> Objective
Output the rows below verbatim.

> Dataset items
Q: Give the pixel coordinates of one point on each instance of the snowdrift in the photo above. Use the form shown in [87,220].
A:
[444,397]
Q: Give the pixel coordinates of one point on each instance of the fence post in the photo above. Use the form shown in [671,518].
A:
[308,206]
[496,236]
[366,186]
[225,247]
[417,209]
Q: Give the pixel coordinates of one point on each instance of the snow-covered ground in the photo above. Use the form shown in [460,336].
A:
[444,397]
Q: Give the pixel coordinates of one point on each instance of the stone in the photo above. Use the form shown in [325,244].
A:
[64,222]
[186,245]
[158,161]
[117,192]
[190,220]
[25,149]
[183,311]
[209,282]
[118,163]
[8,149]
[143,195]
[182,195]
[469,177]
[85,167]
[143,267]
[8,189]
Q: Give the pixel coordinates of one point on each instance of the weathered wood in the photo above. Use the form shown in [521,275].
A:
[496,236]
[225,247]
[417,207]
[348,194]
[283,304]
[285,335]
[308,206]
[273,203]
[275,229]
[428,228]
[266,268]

> In response
Q: Give the pixel coordinates of one point on each instance of the snowdrift in the photo above. Use the form shown in [87,220].
A:
[444,397]
Q: Give the pixel coordinates of one point on each instance of the fence post in the photo above. Use the form shown in [671,518].
A:
[308,206]
[496,236]
[366,186]
[225,247]
[417,209]
Q: Give the pixel coordinates of one point on each instance of the snow-covered ground in the photo above. Use the form shown in [460,336].
A:
[444,397]
Q: Give the pixel coordinates of one point on each instance of the stone in the photo above. Use the form shown in [325,244].
A:
[64,222]
[186,245]
[158,161]
[117,192]
[190,220]
[25,149]
[183,311]
[209,282]
[118,163]
[8,149]
[143,195]
[182,195]
[469,177]
[85,167]
[143,267]
[8,189]
Q: Give the pixel coordinates of one point on each instance of the weathered wood in the photo above. Use the form shown in [521,275].
A:
[496,236]
[225,247]
[417,207]
[348,194]
[283,304]
[285,335]
[308,206]
[273,203]
[275,229]
[428,228]
[266,268]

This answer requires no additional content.